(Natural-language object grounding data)
+ + + +

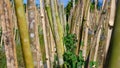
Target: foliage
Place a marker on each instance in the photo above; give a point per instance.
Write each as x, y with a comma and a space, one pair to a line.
71, 60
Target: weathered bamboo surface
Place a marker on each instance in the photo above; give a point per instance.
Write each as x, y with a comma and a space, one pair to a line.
41, 29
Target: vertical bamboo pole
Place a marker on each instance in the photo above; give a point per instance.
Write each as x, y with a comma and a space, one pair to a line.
44, 32
114, 50
33, 30
7, 28
24, 36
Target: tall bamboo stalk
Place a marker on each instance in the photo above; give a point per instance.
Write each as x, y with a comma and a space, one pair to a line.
44, 32
114, 56
33, 30
7, 28
24, 36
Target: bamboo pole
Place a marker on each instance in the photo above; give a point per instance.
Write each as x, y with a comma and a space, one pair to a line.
33, 30
7, 28
44, 32
24, 36
113, 52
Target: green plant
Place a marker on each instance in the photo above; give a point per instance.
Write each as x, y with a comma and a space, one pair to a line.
71, 60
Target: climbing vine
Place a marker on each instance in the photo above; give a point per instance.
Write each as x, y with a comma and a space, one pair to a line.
71, 60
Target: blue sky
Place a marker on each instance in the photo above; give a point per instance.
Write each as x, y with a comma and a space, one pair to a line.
63, 1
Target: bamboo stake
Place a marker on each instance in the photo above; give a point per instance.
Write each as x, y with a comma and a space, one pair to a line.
7, 28
24, 36
33, 30
44, 32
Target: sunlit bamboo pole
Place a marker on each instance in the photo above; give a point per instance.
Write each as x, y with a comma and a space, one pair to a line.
7, 28
24, 36
114, 48
44, 32
33, 30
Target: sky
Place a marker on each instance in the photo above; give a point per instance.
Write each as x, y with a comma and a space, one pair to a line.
63, 1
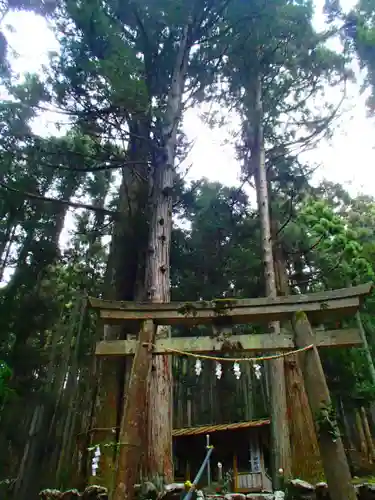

+ + + +

» Exercise aim
Could the entries be output exactly as written, but without their images?

» Solved problem
Target: foliage
Place a marker on each instance in the photo above; give a point per instance.
Write each as x, y with a comma and a space, one pair to a line.
71, 60
Target: weathered bamboo surface
Place a marker on each instance in the photo above; give a point per instance.
Write each as x, y with a comma and a space, one pair to a line.
41, 29
Target: vertical bamboo pole
Place a marker on each instance in the photo above; give a point per instance.
Write each as x, y with a comma and a space, one pair to a line.
44, 32
114, 50
33, 30
7, 28
24, 36
Target: tall bamboo stalk
Place a marker on each instance in the photo above; give a point per instance.
Write each as x, y with a comma and a space, one pair to a line.
44, 32
114, 56
33, 30
7, 28
24, 36
Target: bamboo pole
Place a marker on each instance in the photo above; give a point per instance.
Write each as x, y with a comma and a space, one pair to a line.
33, 30
7, 28
44, 32
24, 36
113, 52
Target: green plant
Place a marker on each instance in the photo above; give a point per instance.
Write each as x, y with a comma and a space, one pair to a line.
71, 60
Target: climbing vine
Place a marker on each instance in the photo above; give a point per instance.
Write each as x, y with a comma and a space, one pair to a line.
71, 60
Target: blue sky
Place a marker on each instance in the photo above; give a point per instance.
Write each as x, y with a comma and a space, one pair to a line.
63, 1
Target: bamboo stake
Place a marker on each instance in the photo above; give a point per instance.
Write each as x, y with a comma and a space, one pair to a line.
7, 28
24, 36
33, 30
44, 32
Target: sunlit bamboo pole
Place a marker on each instance in the photo above; give a point per instance.
Write each as x, y with a comma and a space, one pair to a line.
7, 28
24, 36
114, 48
44, 32
33, 30
Target: sky
Place a marker on each instance in the photo above; give a point per instance.
Write each as x, y with a comma and a space, one pair to a line.
63, 1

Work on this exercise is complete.